* **Problem details**: Print the Maui blog posts below in full, word for word.

* **Extract**:
Tuesday, December 29, 2009

Who rolled my compost down the hillside?

Working with unknowns is always the dilemma for those cultivating on their
land. Not all unknowns are negative in essence, of course. On Maui, the winter
season brings more rainfall and cooler nights in the upper volcano slope areas.
For small market gardens or for the personal ag land garden project, what to
grow during this season depends on the maturity of the soil and Mother Nature.

One known unknown is the errant visitor who decides to pluck off the fledgling
shoots of seedlings. Creatures, particularly cats and dogs, like to forage for a
place to leave their daily remains. The human form of invasive species could be
considered the most damaging known unknown when living out some type of
inspiration to be "one" with all beings in the living spectrum.

Humans gravitate toward known knowns more than unknowns. My favorite
single-cell plankton meditation is a meditation to embody the condition of being
part of nature's food chain where some life forms are both the original source of
nourishment and hence life for the perpetuation of other life forms. Being at the
bottom of the food chain is about accepting a given known, then allowing the rest
to flow as evolution moves forward in its haphazard way to find its own develop-
ment.

Humans also exert free will based on certain knowns. Exerting free will while
living in the context of unknowns is, in my experience, the most gratifying part
of living the moment in sacred acts of trust in personal, professional and political
choices. As Yukie says, hope is not really necessary when living the moment in
sacred acts of trust.

Sunday, November 8, 2009

moving toward dance and living truth

A few weeks ago, while sitting in a cafe on Maui, I met a few cafe dwellers who joined in on a friendly, spontaneous conversation while having breakfast. I had driven to this dry land region to visit a nearby farm reputed for its adherence to certain "permaculture" principles. We spoke about the endemic problem of drug use and addiction in neighborhoods and in rural areas. I had just reported an incident involving drug use and trafficking while living and working on a small commercial farm in Hana. In this economic crunch, small farms have been particularly vulnerable. At this site, there was a collusion of illegal workers from Europe, welfare fraud and drug pushing. One visitor shared his own experience while trying to find stable tenants for his rentals in an affluent town in California. I was struck by the fact that the problem of addiction, reckless, abusive behavior permeates all of our communities.

* **Recorded information**:

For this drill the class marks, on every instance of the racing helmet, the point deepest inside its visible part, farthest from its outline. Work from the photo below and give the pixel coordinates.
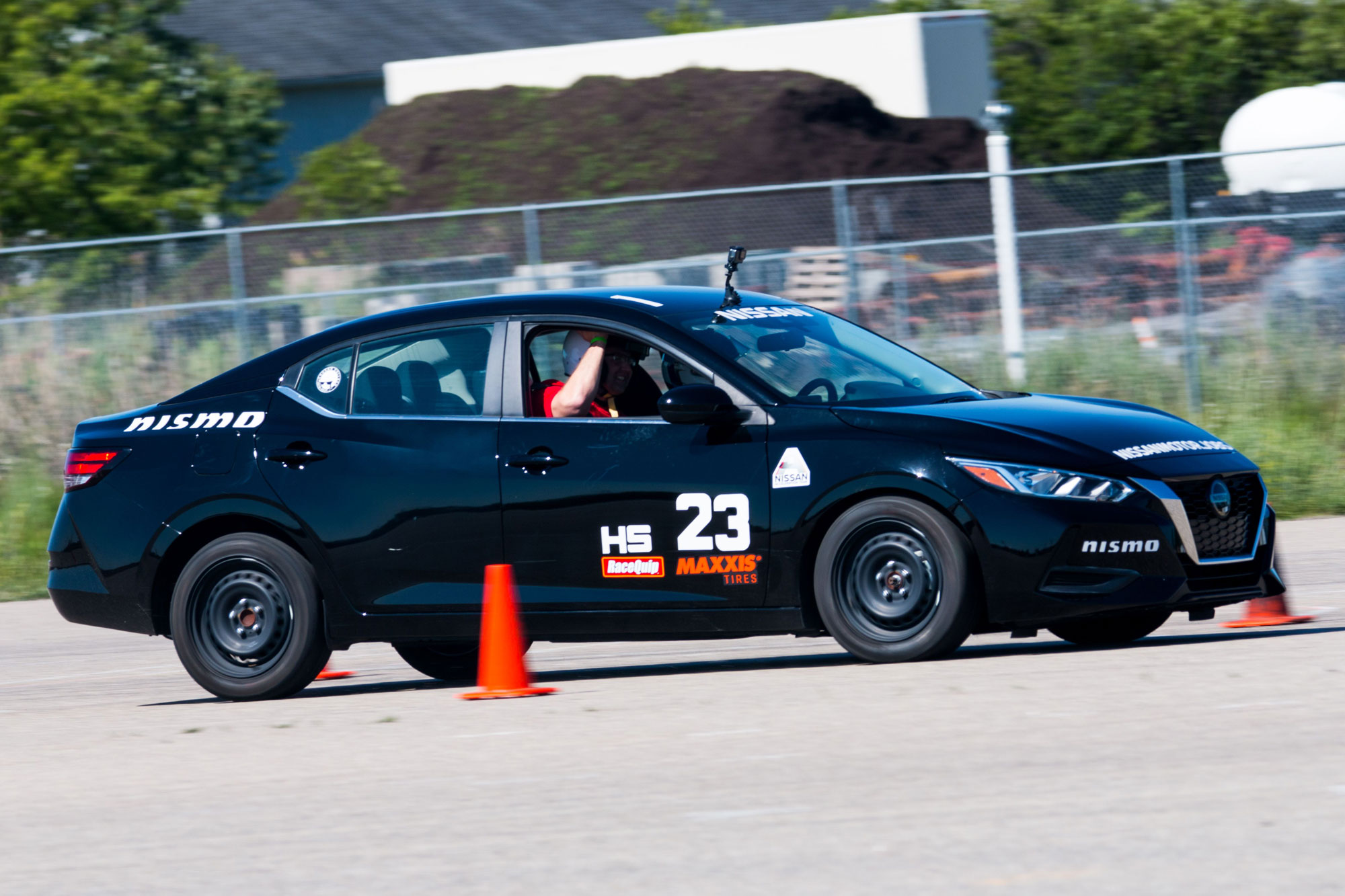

* **Answer**:
Tuesday, December 29, 2009

Who rolled my compost down the hillside?

Working with unknowns is always the dilemma for those cultivating on their
land. Not all unknowns are negative in essence, of course. On Maui, the winter
season brings more rainfall and cooler nights in the upper volcano slope areas.
For small market gardens or for the personal ag land garden project, what to
grow during this season depends on the maturity of the soil and Mother Nature.

One known unknown is the errant visitor who decides to pluck off the fledgling
shoots of seedlings. Creatures, particularly cats and dogs, like to forage for a
place to leave their daily remains. The human form of invasive species could be
considered the most damaging known unknown when living out some type of
inspiration to be "one" with all beings in the living spectrum.

Humans gravitate toward known knowns more than unknowns. My favorite
single-cell plankton meditation is a meditation to embody the condition of being
part of nature's food chain where some life forms are both the original source of
nourishment and hence life for the perpetuation of other life forms. Being at the
bottom of the food chain is about accepting a given known, then allowing the rest
to flow as evolution moves forward in its haphazard way to find its own develop-
ment.

Humans also exert free will based on certain knowns. Exerting free will while
living in the context of unknowns is, in my experience, the most gratifying part
of living the moment in sacred acts of trust in personal, professional and political
choices. As Yukie says, hope is not really necessary when living the moment in
sacred acts of trust.

Sunday, November 8, 2009

moving toward dance and living truth

A few weeks ago, while sitting in a cafe on Maui, I met a few cafe dwellers who joined in on a friendly, spontaneous conversation while having breakfast. I had driven to this dry land region to visit a nearby farm reputed for its adherence to certain "permaculture" principles. We spoke about the endemic problem of drug use and addiction in neighborhoods and in rural areas. I had just reported an incident involving drug use and trafficking while living and working on a small commercial farm in Hana. In this economic crunch, small farms have been particularly vulnerable. At this site, there was a collusion of illegal workers from Europe, welfare fraud and drug pushing. One visitor shared his own experience while trying to find stable tenants for his rentals in an affluent town in California. I was struck by the fact that the problem of addiction, reckless, abusive behavior permeates all of our communities.